Ynysybwl Athletic A.F.C. was a Welsh football club from the village of Ynysybwl in Cwm Clydach in Wales and forms part of the community of Ynysybwl and Coed-y-cwm.
.The club played for 25 seasons in the Welsh Football League, before in the early 1990s merging with Pontypridd. After reforming, the club played in the Taff Ely & Rhymney Valley Alliance League and finished as champions in the 2018–19 season, their third title in four years in that division.

History
There is evidence of the club playing in the Welsh Football League in the 1920s and again for two seasons in the post-war period. They rejoined the league in the 1967–68 season and over the next twenty years fluctuated between the second and third tiers of the Welsh League. Promotion to the top flight was secured in 1989 and after a campaign at that level the club merged with Pontypridd Social Club to become Pontypridd-Ynysybwl. A year later, Ynysybwl was removed entirely from the club's identity as Pontypridd Town were formed.
--*--
_TASK A_:
Reproduce the passage on the Ynysybwl football club from "Ynysybwl Athletic A.F.C." up to and including "Ynysybwl and Coed-y-cwm.", substituting "town" for "village".
The text above has no connection to the rows that follow.

_EXERCISE MATERIAL_:
--*--
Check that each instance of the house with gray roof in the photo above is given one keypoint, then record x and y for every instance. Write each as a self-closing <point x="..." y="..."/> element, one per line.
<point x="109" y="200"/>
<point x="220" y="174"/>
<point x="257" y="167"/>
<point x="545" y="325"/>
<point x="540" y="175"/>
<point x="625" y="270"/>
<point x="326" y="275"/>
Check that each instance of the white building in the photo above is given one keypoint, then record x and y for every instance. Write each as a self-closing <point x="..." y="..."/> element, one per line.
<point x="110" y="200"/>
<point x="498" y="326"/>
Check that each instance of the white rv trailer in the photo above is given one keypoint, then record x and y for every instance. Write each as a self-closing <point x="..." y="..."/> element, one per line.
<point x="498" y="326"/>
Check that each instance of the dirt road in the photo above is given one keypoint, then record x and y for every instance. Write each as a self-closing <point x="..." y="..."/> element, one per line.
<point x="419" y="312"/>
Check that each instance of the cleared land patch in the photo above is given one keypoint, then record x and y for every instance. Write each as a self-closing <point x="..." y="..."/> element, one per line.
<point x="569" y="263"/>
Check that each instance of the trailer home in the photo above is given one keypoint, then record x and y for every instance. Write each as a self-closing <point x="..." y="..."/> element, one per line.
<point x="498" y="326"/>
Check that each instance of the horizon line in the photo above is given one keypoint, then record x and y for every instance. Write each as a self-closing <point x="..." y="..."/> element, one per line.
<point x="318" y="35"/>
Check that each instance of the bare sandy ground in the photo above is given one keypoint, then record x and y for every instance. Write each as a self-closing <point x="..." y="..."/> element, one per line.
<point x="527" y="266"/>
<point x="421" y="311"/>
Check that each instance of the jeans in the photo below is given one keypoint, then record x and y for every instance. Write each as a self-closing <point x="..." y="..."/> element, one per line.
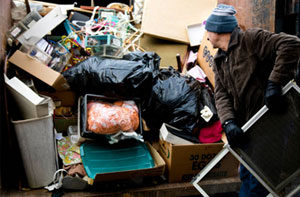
<point x="250" y="185"/>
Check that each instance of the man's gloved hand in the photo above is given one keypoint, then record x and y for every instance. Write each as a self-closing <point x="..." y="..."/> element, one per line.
<point x="297" y="77"/>
<point x="273" y="96"/>
<point x="234" y="133"/>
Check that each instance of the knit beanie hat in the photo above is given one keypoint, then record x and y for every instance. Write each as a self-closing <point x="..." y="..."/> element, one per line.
<point x="222" y="19"/>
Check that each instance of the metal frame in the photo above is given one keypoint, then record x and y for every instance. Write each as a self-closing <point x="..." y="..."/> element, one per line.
<point x="226" y="149"/>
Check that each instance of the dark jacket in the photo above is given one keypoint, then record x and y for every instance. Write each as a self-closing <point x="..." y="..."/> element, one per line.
<point x="241" y="73"/>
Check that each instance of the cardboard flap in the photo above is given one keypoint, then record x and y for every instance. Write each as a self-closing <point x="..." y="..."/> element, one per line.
<point x="169" y="18"/>
<point x="39" y="70"/>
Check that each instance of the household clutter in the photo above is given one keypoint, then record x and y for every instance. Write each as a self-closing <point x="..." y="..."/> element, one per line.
<point x="88" y="95"/>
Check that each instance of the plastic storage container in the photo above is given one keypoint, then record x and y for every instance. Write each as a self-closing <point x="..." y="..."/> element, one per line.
<point x="98" y="158"/>
<point x="38" y="149"/>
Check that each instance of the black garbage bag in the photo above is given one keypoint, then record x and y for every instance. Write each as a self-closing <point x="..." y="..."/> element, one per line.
<point x="131" y="76"/>
<point x="207" y="100"/>
<point x="175" y="100"/>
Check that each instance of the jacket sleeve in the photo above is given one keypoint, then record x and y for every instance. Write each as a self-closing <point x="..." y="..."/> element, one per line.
<point x="284" y="48"/>
<point x="223" y="101"/>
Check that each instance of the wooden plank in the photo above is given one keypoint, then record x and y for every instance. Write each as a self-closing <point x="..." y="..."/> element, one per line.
<point x="254" y="13"/>
<point x="164" y="189"/>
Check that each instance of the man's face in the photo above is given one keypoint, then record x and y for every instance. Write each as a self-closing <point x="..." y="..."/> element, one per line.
<point x="214" y="39"/>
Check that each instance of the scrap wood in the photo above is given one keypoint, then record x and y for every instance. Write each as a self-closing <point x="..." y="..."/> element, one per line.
<point x="91" y="8"/>
<point x="53" y="5"/>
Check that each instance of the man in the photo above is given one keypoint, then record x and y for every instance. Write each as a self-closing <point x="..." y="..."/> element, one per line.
<point x="250" y="69"/>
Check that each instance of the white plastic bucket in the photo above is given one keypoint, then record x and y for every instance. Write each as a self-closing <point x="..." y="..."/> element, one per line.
<point x="36" y="140"/>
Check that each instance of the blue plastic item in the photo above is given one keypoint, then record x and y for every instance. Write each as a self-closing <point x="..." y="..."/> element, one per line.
<point x="98" y="158"/>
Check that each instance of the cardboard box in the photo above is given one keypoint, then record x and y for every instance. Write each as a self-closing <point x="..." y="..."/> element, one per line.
<point x="205" y="58"/>
<point x="62" y="98"/>
<point x="157" y="170"/>
<point x="186" y="161"/>
<point x="29" y="103"/>
<point x="167" y="50"/>
<point x="39" y="70"/>
<point x="169" y="19"/>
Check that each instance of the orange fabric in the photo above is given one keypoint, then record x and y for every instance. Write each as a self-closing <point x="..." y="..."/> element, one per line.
<point x="109" y="118"/>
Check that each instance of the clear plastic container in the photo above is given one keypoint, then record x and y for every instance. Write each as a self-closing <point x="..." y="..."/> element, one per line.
<point x="36" y="53"/>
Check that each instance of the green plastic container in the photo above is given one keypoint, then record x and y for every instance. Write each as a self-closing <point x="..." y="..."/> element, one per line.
<point x="100" y="157"/>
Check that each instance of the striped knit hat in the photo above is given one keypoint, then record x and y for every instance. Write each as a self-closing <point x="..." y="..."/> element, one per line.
<point x="222" y="19"/>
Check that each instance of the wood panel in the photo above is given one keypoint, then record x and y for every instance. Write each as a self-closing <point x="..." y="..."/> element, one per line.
<point x="254" y="13"/>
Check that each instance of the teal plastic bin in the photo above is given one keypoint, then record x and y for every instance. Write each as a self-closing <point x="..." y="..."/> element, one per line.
<point x="100" y="157"/>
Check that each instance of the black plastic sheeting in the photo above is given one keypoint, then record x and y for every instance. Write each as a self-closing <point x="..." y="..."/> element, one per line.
<point x="166" y="96"/>
<point x="131" y="76"/>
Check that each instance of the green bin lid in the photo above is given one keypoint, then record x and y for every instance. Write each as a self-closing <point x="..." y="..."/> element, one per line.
<point x="98" y="157"/>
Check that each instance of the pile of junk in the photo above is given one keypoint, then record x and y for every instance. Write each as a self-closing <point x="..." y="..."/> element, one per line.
<point x="87" y="101"/>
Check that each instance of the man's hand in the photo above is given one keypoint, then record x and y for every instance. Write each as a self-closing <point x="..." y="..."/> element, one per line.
<point x="273" y="96"/>
<point x="234" y="133"/>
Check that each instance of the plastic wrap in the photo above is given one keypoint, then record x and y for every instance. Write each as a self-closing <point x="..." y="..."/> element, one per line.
<point x="109" y="118"/>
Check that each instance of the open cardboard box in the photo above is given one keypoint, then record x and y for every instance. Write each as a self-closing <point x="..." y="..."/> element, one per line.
<point x="39" y="70"/>
<point x="183" y="162"/>
<point x="157" y="170"/>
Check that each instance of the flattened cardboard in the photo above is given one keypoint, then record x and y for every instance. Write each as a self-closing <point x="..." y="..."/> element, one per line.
<point x="29" y="104"/>
<point x="157" y="170"/>
<point x="168" y="19"/>
<point x="167" y="50"/>
<point x="205" y="58"/>
<point x="39" y="70"/>
<point x="186" y="161"/>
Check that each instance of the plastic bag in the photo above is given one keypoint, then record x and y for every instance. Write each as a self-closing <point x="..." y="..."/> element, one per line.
<point x="131" y="76"/>
<point x="109" y="118"/>
<point x="175" y="101"/>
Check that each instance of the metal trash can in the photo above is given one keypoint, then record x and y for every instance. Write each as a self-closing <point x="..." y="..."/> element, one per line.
<point x="37" y="144"/>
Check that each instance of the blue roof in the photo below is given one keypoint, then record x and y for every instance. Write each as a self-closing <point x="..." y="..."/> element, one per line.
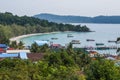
<point x="3" y="46"/>
<point x="40" y="43"/>
<point x="23" y="55"/>
<point x="5" y="55"/>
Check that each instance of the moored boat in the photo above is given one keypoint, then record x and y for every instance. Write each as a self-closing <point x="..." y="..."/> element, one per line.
<point x="112" y="41"/>
<point x="90" y="40"/>
<point x="54" y="38"/>
<point x="75" y="42"/>
<point x="70" y="35"/>
<point x="99" y="44"/>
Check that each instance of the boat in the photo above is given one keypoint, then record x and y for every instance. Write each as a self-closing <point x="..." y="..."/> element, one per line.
<point x="90" y="40"/>
<point x="99" y="44"/>
<point x="75" y="42"/>
<point x="54" y="38"/>
<point x="112" y="41"/>
<point x="70" y="35"/>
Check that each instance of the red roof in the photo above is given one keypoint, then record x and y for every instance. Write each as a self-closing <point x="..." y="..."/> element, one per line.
<point x="55" y="45"/>
<point x="35" y="56"/>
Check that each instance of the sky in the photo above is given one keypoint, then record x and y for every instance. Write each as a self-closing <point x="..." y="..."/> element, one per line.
<point x="61" y="7"/>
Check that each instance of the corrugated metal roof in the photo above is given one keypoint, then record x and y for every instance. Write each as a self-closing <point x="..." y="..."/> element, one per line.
<point x="3" y="46"/>
<point x="40" y="43"/>
<point x="5" y="55"/>
<point x="23" y="55"/>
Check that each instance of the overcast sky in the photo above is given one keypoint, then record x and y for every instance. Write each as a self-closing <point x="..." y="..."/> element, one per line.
<point x="61" y="7"/>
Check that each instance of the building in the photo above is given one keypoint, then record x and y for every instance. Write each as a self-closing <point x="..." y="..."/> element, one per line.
<point x="41" y="43"/>
<point x="55" y="46"/>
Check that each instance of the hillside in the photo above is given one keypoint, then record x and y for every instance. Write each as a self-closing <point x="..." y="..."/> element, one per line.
<point x="79" y="19"/>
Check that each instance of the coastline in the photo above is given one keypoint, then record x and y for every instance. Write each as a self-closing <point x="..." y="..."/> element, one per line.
<point x="17" y="38"/>
<point x="27" y="35"/>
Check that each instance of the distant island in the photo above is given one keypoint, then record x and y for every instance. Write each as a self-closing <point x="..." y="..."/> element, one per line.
<point x="79" y="19"/>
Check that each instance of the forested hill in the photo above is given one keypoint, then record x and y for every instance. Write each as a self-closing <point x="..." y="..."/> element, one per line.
<point x="79" y="19"/>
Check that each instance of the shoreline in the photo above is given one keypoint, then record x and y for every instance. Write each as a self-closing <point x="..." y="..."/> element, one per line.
<point x="17" y="38"/>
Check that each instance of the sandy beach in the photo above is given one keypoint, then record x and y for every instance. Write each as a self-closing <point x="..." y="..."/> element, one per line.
<point x="27" y="35"/>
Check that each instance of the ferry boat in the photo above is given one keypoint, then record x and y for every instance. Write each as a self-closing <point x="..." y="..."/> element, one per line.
<point x="75" y="42"/>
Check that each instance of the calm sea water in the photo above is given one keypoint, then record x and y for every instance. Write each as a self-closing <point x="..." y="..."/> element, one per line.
<point x="103" y="33"/>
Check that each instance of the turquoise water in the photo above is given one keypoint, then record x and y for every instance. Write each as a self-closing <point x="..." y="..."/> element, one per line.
<point x="103" y="33"/>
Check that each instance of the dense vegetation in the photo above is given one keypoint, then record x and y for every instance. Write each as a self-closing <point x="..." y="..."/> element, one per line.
<point x="79" y="19"/>
<point x="65" y="64"/>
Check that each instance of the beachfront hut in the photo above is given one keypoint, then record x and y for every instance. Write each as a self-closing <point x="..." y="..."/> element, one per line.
<point x="3" y="46"/>
<point x="41" y="43"/>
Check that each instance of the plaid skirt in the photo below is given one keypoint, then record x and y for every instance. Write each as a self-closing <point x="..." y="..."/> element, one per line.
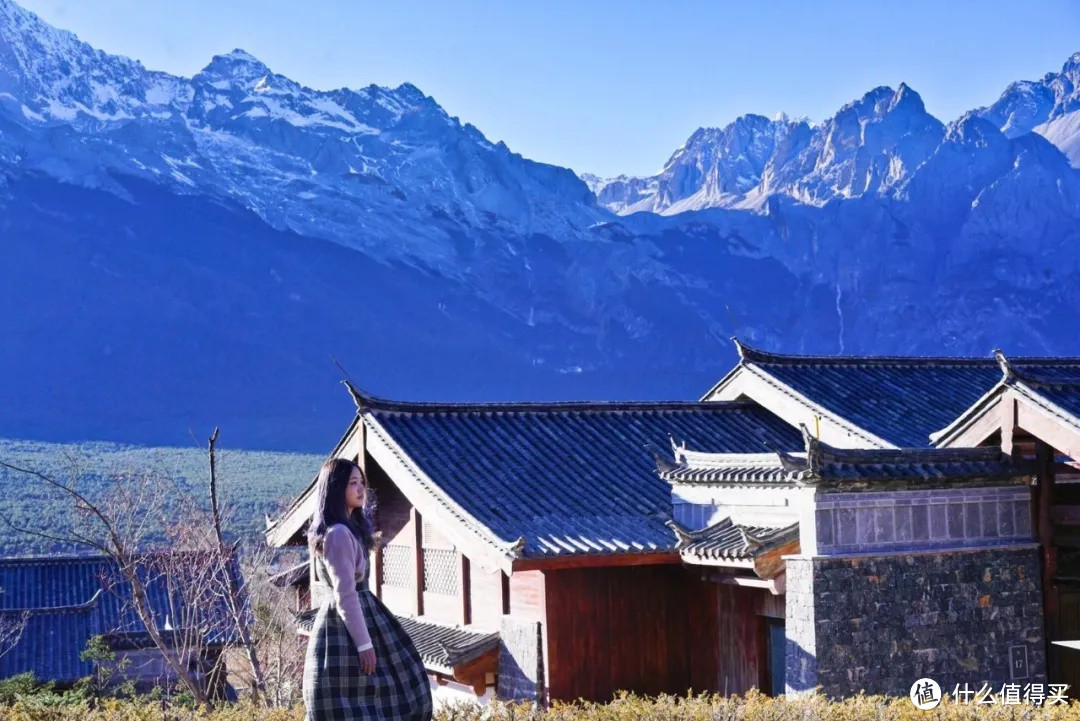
<point x="335" y="688"/>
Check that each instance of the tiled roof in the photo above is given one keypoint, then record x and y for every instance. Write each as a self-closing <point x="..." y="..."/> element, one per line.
<point x="445" y="647"/>
<point x="727" y="541"/>
<point x="292" y="576"/>
<point x="822" y="464"/>
<point x="726" y="470"/>
<point x="1060" y="385"/>
<point x="51" y="640"/>
<point x="900" y="399"/>
<point x="568" y="477"/>
<point x="68" y="599"/>
<point x="442" y="647"/>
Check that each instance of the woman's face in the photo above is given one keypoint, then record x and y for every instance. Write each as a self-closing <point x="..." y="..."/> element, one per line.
<point x="354" y="491"/>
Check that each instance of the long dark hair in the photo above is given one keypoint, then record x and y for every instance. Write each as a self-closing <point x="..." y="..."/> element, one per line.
<point x="331" y="507"/>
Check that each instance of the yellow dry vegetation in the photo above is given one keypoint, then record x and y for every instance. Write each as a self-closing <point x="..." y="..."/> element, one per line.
--*--
_TASK B_:
Pick out every line of the rows that contains the string "hand", treating uppercase and lowercase as different.

_TASK OUTPUT A_:
Ynysybwl Athletic A.F.C. was a Welsh football club from the town of Ynysybwl in Cwm Clydach in Wales and forms part of the community of Ynysybwl and Coed-y-cwm.

_TASK OUTPUT B_:
Check that each instance of the man's gloved hand in the photo above is given one keypoint, then record x and y for every instance. Write each as a self-closing <point x="..." y="..."/> element, one per line.
Check that each instance of the man's hand in the photo above is given one keypoint, then record x and y for every instance. Write each as a self-closing <point x="..." y="..."/> element, one per line.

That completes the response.